▸ **Questions d'étude**
- A) Répondez à ces questions à partir du texte sur la radicalisation :
(i) Dans quels lieux les acteurs de terrain savent-ils aujourd'hui affronter la radicalisation ?
(ii) Dans quels camps des Français, y compris femmes et enfants, sont-ils maintenus ?
(iii) Quelle politique nos autorités mènent-elles ?
- B) Donnez la suite du texte sur la radicalisation, à partir de sa dernière phrase.

▸ **Texte à lire**

La menace reste élevée, et notre société vulnérable. Dans cette « bataille de l’après », cher Vincent, vous seriez fier de la mobilisation de nos services de renseignement, et de tous ces élus, préfets, fonctionnaires de terrain, ces éducateurs, psychologues, médiateurs, religieux qui, après avoir vu leurs pratiques secouées par la radicalisation, savent aujourd’hui l’affronter, à l’école, dans les centres sociaux, en prison. Vous suivriez ces internautes et artistes investis dans un récit républicain de déconstruction des matrices de haine et de leur force noire.

Vous seriez rassuré de voir les premières sorties de radicalisation d’un certain nombre de ceux que nous avons suivis. Vous seriez conscient des risques des retours de zone, comme du maintien de Français, y compris femmes et enfants, dans les camps pour djihadistes en Syrie. Sur cette question sensible des retours, vous seriez agacé par les donneurs de leçons de tous bords, parfois les mêmes qu’au moment des départs. Vous sauriez que nos autorités mènent la politique du possible. Vous seriez saisi par l’urgence à sans cesse adapter la réponse publique dans une course de vitesse avec les mutations du processus de radicalisation.

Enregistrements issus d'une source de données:
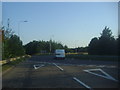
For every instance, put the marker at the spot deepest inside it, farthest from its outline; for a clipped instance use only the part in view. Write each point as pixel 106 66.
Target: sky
pixel 72 23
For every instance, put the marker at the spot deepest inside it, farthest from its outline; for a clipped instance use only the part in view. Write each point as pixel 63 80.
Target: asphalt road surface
pixel 47 72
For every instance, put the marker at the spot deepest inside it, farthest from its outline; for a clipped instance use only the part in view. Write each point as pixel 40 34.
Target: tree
pixel 103 45
pixel 15 46
pixel 93 46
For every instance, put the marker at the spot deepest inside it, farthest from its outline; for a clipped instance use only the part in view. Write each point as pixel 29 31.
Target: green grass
pixel 93 57
pixel 12 63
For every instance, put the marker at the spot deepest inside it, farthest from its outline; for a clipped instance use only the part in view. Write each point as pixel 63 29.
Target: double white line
pixel 58 66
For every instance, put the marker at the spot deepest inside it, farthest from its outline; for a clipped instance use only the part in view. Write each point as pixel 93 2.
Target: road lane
pixel 25 76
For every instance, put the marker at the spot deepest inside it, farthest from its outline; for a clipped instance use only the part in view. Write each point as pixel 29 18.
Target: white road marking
pixel 100 66
pixel 37 66
pixel 81 83
pixel 107 76
pixel 58 66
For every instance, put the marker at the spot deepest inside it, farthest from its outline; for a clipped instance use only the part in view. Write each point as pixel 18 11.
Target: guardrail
pixel 12 59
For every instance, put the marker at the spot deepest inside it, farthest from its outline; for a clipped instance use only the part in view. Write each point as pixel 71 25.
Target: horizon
pixel 72 23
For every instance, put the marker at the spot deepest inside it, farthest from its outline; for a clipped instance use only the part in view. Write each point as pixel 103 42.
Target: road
pixel 46 72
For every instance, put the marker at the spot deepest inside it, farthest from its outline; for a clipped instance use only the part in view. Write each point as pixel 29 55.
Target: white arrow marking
pixel 81 83
pixel 38 66
pixel 58 66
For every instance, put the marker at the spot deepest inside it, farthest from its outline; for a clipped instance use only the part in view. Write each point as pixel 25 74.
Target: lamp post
pixel 19 26
pixel 50 43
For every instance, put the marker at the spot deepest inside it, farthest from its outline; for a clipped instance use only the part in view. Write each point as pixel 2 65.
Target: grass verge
pixel 13 63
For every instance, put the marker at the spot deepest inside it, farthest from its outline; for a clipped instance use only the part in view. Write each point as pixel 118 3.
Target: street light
pixel 50 42
pixel 19 26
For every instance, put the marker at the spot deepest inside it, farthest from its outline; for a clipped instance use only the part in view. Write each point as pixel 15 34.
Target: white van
pixel 60 53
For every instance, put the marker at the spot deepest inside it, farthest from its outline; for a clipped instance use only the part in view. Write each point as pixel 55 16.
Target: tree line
pixel 12 46
pixel 106 44
pixel 43 47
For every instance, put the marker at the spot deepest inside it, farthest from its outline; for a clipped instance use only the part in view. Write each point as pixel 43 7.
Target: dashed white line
pixel 81 83
pixel 58 66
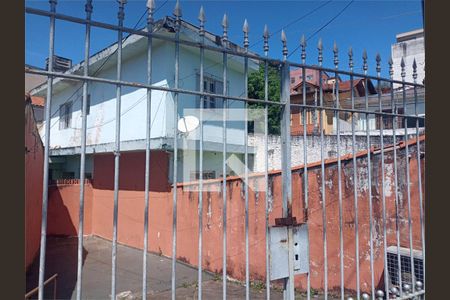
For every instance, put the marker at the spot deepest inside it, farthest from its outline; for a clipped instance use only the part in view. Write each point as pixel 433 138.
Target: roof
pixel 34 100
pixel 165 25
pixel 311 76
pixel 413 34
pixel 313 80
pixel 37 101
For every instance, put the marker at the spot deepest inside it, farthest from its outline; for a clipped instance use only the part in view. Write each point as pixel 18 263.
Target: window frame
pixel 65 115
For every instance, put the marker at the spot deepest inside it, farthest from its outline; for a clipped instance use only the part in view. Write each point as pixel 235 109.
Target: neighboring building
pixel 409 45
pixel 329 100
pixel 65 119
pixel 37 103
pixel 34 162
pixel 33 80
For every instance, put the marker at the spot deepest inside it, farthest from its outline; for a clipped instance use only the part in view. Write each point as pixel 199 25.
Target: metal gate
pixel 389 114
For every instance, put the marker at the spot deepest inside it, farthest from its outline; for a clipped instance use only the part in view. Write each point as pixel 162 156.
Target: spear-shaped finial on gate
pixel 177 13
pixel 414 70
pixel 88 9
pixel 350 58
pixel 151 10
pixel 177 10
pixel 402 65
pixel 266 39
pixel 365 67
pixel 284 41
pixel 225 29
pixel 202 19
pixel 320 48
pixel 245 30
pixel 53 5
pixel 121 13
pixel 378 67
pixel 303 45
pixel 391 68
pixel 335 55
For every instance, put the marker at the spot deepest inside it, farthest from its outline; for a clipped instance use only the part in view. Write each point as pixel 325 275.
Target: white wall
pixel 101 120
pixel 414 48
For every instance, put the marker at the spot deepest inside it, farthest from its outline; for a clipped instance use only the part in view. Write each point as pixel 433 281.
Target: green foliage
pixel 256 91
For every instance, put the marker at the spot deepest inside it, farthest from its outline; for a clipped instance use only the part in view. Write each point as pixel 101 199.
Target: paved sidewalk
pixel 62 259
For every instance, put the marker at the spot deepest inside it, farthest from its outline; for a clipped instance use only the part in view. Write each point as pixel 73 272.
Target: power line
pixel 293 22
pixel 323 26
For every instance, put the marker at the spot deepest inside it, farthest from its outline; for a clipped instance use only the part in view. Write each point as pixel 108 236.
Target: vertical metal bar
pixel 419 174
pixel 305 155
pixel 48 103
pixel 200 192
pixel 247 268
pixel 224 157
pixel 88 9
pixel 383 197
pixel 151 9
pixel 177 14
pixel 394 140
pixel 266 157
pixel 338 148
pixel 355 181
pixel 369 174
pixel 405 120
pixel 322 164
pixel 54 288
pixel 120 16
pixel 289 290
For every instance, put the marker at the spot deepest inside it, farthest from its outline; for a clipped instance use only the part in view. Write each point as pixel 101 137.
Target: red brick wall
pixel 131 207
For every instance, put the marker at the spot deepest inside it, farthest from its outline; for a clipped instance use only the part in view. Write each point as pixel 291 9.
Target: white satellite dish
pixel 188 124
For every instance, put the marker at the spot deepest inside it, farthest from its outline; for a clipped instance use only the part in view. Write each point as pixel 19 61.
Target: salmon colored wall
pixel 131 207
pixel 63 208
pixel 34 161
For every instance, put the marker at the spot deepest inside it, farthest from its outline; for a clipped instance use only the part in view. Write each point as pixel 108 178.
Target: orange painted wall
pixel 131 208
pixel 34 161
pixel 63 208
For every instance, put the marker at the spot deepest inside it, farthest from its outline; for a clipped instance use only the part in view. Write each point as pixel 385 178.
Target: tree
pixel 256 91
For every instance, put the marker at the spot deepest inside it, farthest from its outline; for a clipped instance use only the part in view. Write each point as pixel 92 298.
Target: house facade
pixel 312 83
pixel 409 46
pixel 65 132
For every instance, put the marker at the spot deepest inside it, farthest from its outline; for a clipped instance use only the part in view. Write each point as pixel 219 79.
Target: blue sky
pixel 363 24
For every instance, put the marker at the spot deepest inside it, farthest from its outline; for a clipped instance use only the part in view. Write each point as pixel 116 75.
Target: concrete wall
pixel 131 207
pixel 313 148
pixel 34 161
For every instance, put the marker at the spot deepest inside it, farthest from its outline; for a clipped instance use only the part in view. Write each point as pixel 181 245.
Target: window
pixel 211 85
pixel 88 105
pixel 388 120
pixel 195 175
pixel 65 115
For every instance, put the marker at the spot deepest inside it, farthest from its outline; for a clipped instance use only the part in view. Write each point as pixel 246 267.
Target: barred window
pixel 213 86
pixel 65 115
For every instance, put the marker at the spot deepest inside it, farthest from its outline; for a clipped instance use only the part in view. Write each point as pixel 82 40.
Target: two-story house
pixel 312 87
pixel 65 122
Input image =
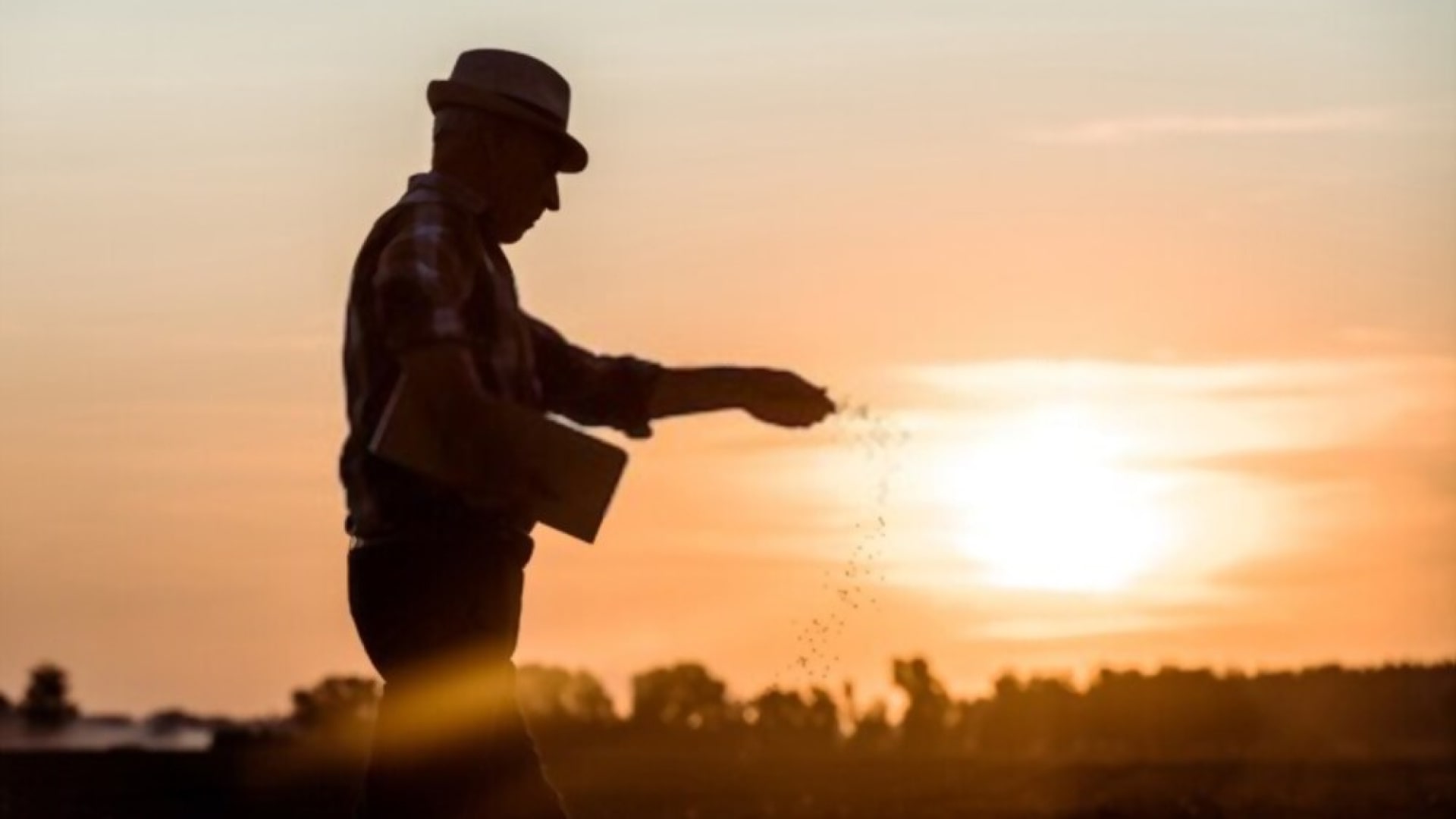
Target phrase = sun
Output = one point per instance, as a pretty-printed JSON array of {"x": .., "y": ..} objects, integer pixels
[{"x": 1046, "y": 500}]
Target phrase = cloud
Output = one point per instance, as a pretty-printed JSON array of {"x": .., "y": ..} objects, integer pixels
[
  {"x": 1432, "y": 465},
  {"x": 1168, "y": 126}
]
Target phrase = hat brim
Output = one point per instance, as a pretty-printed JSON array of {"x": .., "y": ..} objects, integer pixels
[{"x": 443, "y": 93}]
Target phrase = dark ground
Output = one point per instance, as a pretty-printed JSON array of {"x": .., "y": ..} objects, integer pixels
[{"x": 606, "y": 783}]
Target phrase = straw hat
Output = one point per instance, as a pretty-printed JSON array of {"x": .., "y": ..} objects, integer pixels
[{"x": 517, "y": 86}]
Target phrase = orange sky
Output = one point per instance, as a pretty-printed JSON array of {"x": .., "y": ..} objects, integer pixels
[{"x": 1164, "y": 300}]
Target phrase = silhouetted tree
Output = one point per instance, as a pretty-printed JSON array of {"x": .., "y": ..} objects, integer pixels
[
  {"x": 337, "y": 708},
  {"x": 927, "y": 719},
  {"x": 789, "y": 717},
  {"x": 47, "y": 700},
  {"x": 555, "y": 697},
  {"x": 682, "y": 697},
  {"x": 873, "y": 729}
]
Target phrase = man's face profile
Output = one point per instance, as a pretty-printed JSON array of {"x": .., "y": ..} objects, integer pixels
[{"x": 528, "y": 165}]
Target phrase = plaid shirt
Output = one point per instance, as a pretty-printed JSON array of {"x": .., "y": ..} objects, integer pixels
[{"x": 428, "y": 275}]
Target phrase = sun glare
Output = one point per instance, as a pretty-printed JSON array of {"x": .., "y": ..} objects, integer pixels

▸ **Réponses ci-dessous**
- A)
(i) À l'école, dans les centres sociaux, en prison.
(ii) Dans les camps pour djihadistes en Syrie.
(iii) La politique du possible.

- B)
Nos ennemis aujourd’hui ne poussent plus au départ sur zone syro-­iraquienne, mais à l’exploitation des failles individuelles et collectives de notre société. Parmi ces failles, la polarisation entre populismes ­islamiste et d’extrême droite, surreprésentés sur les réseaux sociaux et qui se rejoignent dans la conviction que les musulmans sont des citoyens à part. L’attentat de Christchurch a tragiquement mis en lumière les effets d’imitation entre eux. La radicalité d’extrême droite, elle-même nourrie du sentiment d’une confrontation inéluctable avec l’islam renvoie les jeunes de culture ou de foi musulmane vers la « communauté des frères », qui prospère sur la faillite de la fraternité républicaine : réalité des discriminations, inégalités des chances, affaiblissement du combat antiraciste universaliste. Se forme une contre-société « séparatiste », envers laquelle le président de la République mobilise aujourd’hui. À partir de la critique de l’« islamophobie », cette contre-société prône l’absolutisme de la norme religieuse, et nourrit l’extrémisme. Au bout du compte, cette polarisation alimente la crise de la démocratie, et fait le jeu de Daech : elle fragmente notre cohésion sociale.

Chère Victoria,

Je voudrais que ces lignes portent témoignage de votre père et de la manière dont l’expérience de la radicalisation a bouleversé notre conscience citoyenne, la sienne, la mienne, celle de notre société. Vous avez l’âge de certains de ces enfants nés sur zone, dont votre père et moi avions organisé le rapatriement. Vous grandissez dans un pays secoué envers lequel, comme votre père, les Français pestent souvent.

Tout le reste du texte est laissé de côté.